What did @sipgalbee actually say?
Honestly, not much, at least not verbally. The transcript is almost entirely song lyrics, "So now I say goodbye to the old me," layered over what appears to be a before-and-after weight loss comparison video tied to a year of Wegovy use for PCOS-related weight management. The real claim here is visual and emotional, not spoken: that semaglutide produced meaningful, visible body composition change over roughly 12 months. The hashtags do the heavy lifting, pointing viewers toward a semaglutide weight loss journey framed around PCOS.
This kind of video is extremely common on TikTok and it is worth separating the emotional resonance from medical specificity. There is nothing wrong with celebrating a health win. But 660,000 viewers are drawing clinical conclusions from a song snippet and a side-by-side photo, and that gap matters.
Does the science back this up?
Yes, to a real degree. The data on semaglutide for weight loss is among the strongest we have for any pharmacological intervention in obesity medicine. The STEP 1 trial (Wilding et al., 2021, New England Journal of Medicine) found that adults on 2.4mg subcutaneous semaglutide lost an average of 14.9% of body weight over 68 weeks compared to 2.4% in the placebo group. That is not a rounding error.
For PCOS specifically, the evidence is more limited but encouraging. A 2023 review in Frontiers in Endocrinology noted that GLP-1 receptor agonists appear to reduce androgen levels, improve insulin sensitivity, and support menstrual regularity in women with PCOS, though most studies are small and short-term. A year of consistent use aligning with visible transformation is biologically plausible and consistent with trial timelines. So the implicit claim here, that Wegovy works over 12 months for someone with PCOS, is not wrong.
What did they get wrong (or right)?
They did not get anything factually wrong, because they did not make a factual claim. That is actually the more interesting problem. The video implies a straightforward, broadly replicable result without acknowledging the variables that shape individual outcomes: starting dose, titration schedule, dietary changes, exercise habits, whether insurance covered it, side effect management, or what happened to weight when (and if) the drug was stopped.
The STEP 4 trial (Rubino et al., 2021, JAMA) showed that participants who discontinued semaglutide regained two-thirds of their lost weight within a year. That context is absent from the celebration, and viewers deserve to know it. Semaglutide is effective, but it is not a finite fix. Framing it as "goodbye to the old me" may inadvertently set expectations that the change is permanent without continued use or lifestyle infrastructure.

> **Dataset extract**
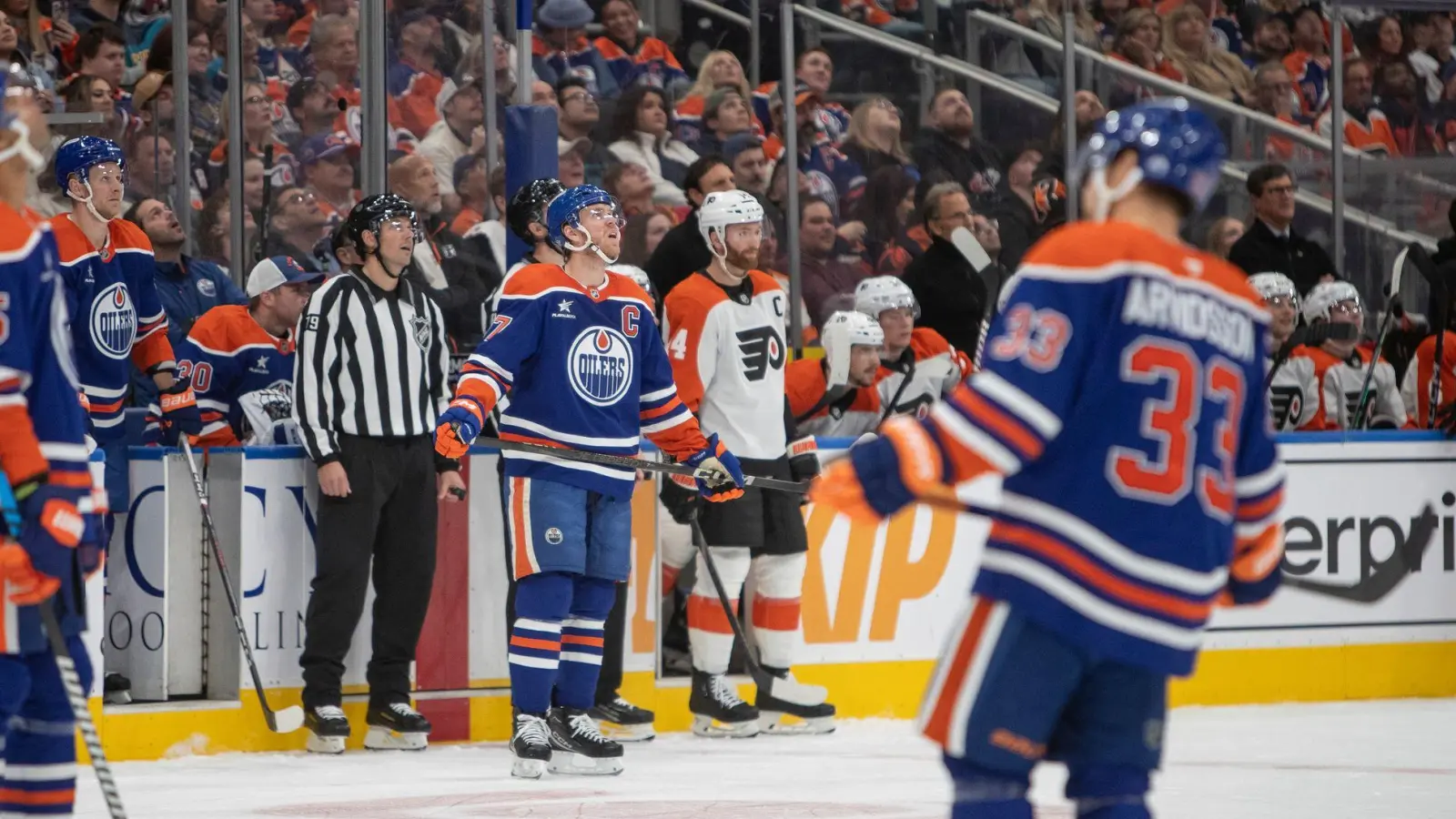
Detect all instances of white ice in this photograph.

> **Directions**
In the semaglutide commentary above, begin at the words "Honestly, not much, at" and stop after "that gap matters.", then set down that passage without changing anything.

> **Solution to the problem**
Honestly, not much, at least not verbally. The transcript is almost entirely song lyrics, "So now I say goodbye to the old me," layered over what appears to be a before-and-after weight loss comparison video tied to a year of Wegovy use for PCOS-related weight management. The real claim here is visual and emotional, not spoken: that semaglutide produced meaningful, visible body composition change over roughly 12 months. The hashtags do the heavy lifting, pointing viewers toward a semaglutide weight loss journey framed around PCOS.
This kind of video is extremely common on TikTok and it is worth separating the emotional resonance from medical specificity. There is nothing wrong with celebrating a health win. But 660,000 viewers are drawing clinical conclusions from a song snippet and a side-by-side photo, and that gap matters.